Metin Parçası.
☆ ☆ ☆ ☆ ☆ ☆ ☆

Emsal Mahkeme Kararı Ankara Batı Asliye Ticaret Mahkemesi 2023/701 E. 2023/1071 K. 18.10.2023 T.

Görüntülediğiniz mahkeme kararı henüz kesinleşmemiştir. Yararlı olması amacıyla eklenmiştir.

T.C. Ankara Batı ASLİYE TİCARET MAHKEMESİ Esas-Karar No: 2023/701 Esas – 2023/1071
T.C.
Ankara Batı
ASLİYE TİCARET MAHKEMESİ

TÜRK MİLLETİ ADINA
GEREKÇELİ KARAR

ESAS NO : 2023/701
KARAR NO : 2023/1071

BAŞKAN :
ÜYE :
ÜYE :
KATİP :

DAVACI :
VEKİLİ :
DAVALI :
VEKİLİ :
Dava : İtirazın İptali
Dava Tarihi : 08.02.2018

BİRLEŞEN DAVA (Batı … Asliye Hukuk Mahkemesinin … esas sayılı dosyası)
DAVACILAR : 1-
2-
3-
VEKİLİ :
DAVALI :
VEKİLİ :
DAVA : Alacak
DAVA TARİHİ : 08/02/2018
KARAR TARİHİ: 18/10/2023
GEREKÇELİ KARARIN
YAZILDIĞI TARİH : 13/11/2023

Yukarıda tarafları yazılı davanın mahkememizce yapılan açık yargılaması sonunda;
GEREĞİ DÜŞÜNÜLDÜ :
TALEP :Asıl davada davacı vekili dava dilekçesinde özetle; müvekkili Şirket tarafından davalıya keşide edilen üç adet faturadan kaynaklı olarak bakiye 515.000 TL alacaklarının kaldığını, bu alacağın tahsili için başlatılan Batı İcra Müdürlüğünün … sayılı takibinin davalının haksız itirazı sonucu durduğunu öne sürerek itirazın iptali ile takibin devamına karar verilmesini talep ve dava etmiştir.

☆ ☆ ☆ ☆ ☆ ☆ ☆

Kaynaktan Alıntı.
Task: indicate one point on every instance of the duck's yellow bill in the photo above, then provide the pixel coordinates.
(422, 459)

☆ ☆ ☆ ☆ ☆ ☆ ☆

Yazılı Görev 1. Mahkeme kararı metnindeki "Görüntülediğiniz mahkeme kararı henüz kesinleşmemiştir." cümlesini İngilizceye çeviriniz.
Yazılı Görev 2. Mahkeme kararı metnine göre asıl davada davacı vekili, itirazın iptalini ve takibin devamını hangi gerekçeyle istemektedir? Bir ila üç cümleyle açıklayınız.
Yazılı Görev 3. Mahkeme kararı metnini, son cümlesinin ardından gelecek biçimde sürdürünüz.

Yanıt 1. The court decision you are viewing has not yet become final.

Yanıt 2. Davacı vekiline göre müvekkili şirketin davalıya düzenlediği üç faturadan 515.000 TL bakiye alacak kalmıştır. Bu alacağın tahsili için başlatılan icra takibi, davalının haksız itirazı nedeniyle durmuştur. Bu sebeple davacı vekili itirazın iptalini ve takibin devamını talep etmiştir.

Yanıt 3.
e-imza e-imza e-imza e-imza

Birleştirilen davada davacılar vekili dava dilekçesinde özetle; taraflar arasında … ilçesi, … ada … parselde bulunan inşaatın dış cephe kaba sıva iç kaba sıva işlerinin yapımı hususunda sözleşme akdedildiğini, sözleşmeye göre yükleniciye … adet dairenin isabet ettiğini, dairelerin yüklenicinin belirlemiş olduğu kişilere tapudan devredildiğini, ödemelerin yapıldığını, imalatların eksik/kusurlu ve ayıplı yapıldığını, ayıplı işler haricinde eksik yapılmış ve hiç yapılmamış olan işlerin de bulunduğunu, Batı … Sulh Hukuk Mahkemesinin … d.iş. sayılı dosyasında eksik ve kusurlu imalat bedelinin toplam 524.157,30TL olduğunun tespit edildiğini, davalıya ihtarname keşide edildiğini, cevabi ihtarnamede davalının bu durumu kabul etmediğini, zarara uğradıklarını öne sürerek şimdilik 10.000TL’nın davalıdan tahsiline karar verilmesini talep etmiştir.
CEVAP :Asıl davada davalı vekili cevap dilekçesinde özetle; icra takibine konu edilen faturalardan dolayı davacının hiçbir alacağının bulunmadığını, müvekkili ile birlikte dava dışı iki kooperatifin daha işveren olduğu inşaatların bir kısım işlerinin yüklenicisinin davacı olduğunu, iş sahibinin üç kooperatif olması karşısında sadece müvekkili adına fatura kesilmesinin yasa ve usulü aykırı olduğunu, mahallinde yapılan tespitle kesin hesap çıkarıldığını, buna göre davacının hak ettiği alacak miktarının 4.666.532,51TL olduğunun belirlendiğini, davacının alacağının bulunmadığını, yapılan işte eksik ve ayıplarda bulunduğunu, yapılacak inceleme neticesinde; davanın öncelikle usulden, aksi halde ise esastan reddine karar verilmesi gerektiğini savunmuştur.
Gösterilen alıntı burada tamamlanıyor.